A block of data
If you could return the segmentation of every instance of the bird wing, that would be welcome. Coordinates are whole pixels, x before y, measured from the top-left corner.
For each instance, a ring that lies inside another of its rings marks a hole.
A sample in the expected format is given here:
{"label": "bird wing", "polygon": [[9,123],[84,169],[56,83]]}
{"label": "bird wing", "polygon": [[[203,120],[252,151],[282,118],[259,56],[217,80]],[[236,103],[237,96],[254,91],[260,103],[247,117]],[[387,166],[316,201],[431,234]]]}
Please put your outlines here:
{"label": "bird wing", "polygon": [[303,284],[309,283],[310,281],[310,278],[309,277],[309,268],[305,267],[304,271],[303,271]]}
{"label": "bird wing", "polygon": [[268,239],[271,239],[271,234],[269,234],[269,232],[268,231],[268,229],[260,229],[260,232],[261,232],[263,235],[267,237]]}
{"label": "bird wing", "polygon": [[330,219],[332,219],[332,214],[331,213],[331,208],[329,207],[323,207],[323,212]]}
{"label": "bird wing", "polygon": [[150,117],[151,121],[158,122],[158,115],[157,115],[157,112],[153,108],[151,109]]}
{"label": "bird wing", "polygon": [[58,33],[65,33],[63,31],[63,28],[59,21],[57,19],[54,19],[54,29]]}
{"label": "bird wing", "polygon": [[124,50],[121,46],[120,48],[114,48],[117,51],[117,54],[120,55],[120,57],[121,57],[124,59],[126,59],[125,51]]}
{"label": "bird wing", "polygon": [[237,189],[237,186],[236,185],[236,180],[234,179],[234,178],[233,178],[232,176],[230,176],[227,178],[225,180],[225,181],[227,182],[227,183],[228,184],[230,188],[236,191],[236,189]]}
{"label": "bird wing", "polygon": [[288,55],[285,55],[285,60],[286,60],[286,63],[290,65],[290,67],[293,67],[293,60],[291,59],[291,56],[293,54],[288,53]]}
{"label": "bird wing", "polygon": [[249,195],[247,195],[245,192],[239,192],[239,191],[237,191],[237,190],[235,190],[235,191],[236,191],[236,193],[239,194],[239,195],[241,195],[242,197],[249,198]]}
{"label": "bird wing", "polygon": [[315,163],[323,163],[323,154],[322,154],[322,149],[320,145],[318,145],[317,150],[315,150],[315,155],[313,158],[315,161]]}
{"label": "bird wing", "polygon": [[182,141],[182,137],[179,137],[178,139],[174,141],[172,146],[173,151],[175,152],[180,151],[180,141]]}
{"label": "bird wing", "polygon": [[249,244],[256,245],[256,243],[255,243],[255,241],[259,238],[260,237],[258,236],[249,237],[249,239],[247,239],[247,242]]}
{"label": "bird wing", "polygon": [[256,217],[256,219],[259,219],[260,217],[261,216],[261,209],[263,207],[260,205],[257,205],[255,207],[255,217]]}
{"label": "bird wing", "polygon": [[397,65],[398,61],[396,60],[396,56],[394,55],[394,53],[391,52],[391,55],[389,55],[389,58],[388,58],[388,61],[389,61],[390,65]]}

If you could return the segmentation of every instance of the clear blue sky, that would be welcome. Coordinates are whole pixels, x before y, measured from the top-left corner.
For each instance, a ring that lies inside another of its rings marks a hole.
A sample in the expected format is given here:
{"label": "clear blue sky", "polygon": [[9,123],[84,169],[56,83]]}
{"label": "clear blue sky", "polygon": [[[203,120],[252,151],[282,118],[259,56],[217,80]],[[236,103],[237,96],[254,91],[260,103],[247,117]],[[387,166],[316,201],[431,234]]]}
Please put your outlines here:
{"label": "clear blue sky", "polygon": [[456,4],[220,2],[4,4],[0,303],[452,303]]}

--

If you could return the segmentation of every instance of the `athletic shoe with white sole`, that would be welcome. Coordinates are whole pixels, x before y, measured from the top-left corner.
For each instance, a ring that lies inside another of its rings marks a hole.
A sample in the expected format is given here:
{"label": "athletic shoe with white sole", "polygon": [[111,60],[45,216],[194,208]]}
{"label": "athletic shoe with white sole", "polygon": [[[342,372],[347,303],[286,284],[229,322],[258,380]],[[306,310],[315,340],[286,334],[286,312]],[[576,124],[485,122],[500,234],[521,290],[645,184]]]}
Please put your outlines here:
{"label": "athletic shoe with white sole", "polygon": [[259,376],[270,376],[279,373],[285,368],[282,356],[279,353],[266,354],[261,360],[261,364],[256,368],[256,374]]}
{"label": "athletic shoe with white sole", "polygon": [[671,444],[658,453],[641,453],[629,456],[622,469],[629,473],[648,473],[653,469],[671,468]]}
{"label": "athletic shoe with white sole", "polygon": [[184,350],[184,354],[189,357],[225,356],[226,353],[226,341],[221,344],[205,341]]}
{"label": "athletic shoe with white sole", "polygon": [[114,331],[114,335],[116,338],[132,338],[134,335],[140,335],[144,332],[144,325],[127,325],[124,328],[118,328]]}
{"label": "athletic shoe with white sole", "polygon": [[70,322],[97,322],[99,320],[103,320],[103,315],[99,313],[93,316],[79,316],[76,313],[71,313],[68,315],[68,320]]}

> [Task requirements] Report every line in the rows above that contains the word "corner". Copy each such line in full.

> [Response]
If you could return the segmentation of every instance of the bird wing, that would be welcome. Coordinates are whole pixels, x before y, measured from the top-left corner.
If you could return the segmentation of every instance of the clear blue sky, that would be welcome. Coordinates are whole pixels, x before y, measured from the top-left corner.
If you could return the segmentation of every instance of the `athletic shoe with white sole`, that would be welcome. Coordinates are whole pixels, x before y, measured from the top-left corner.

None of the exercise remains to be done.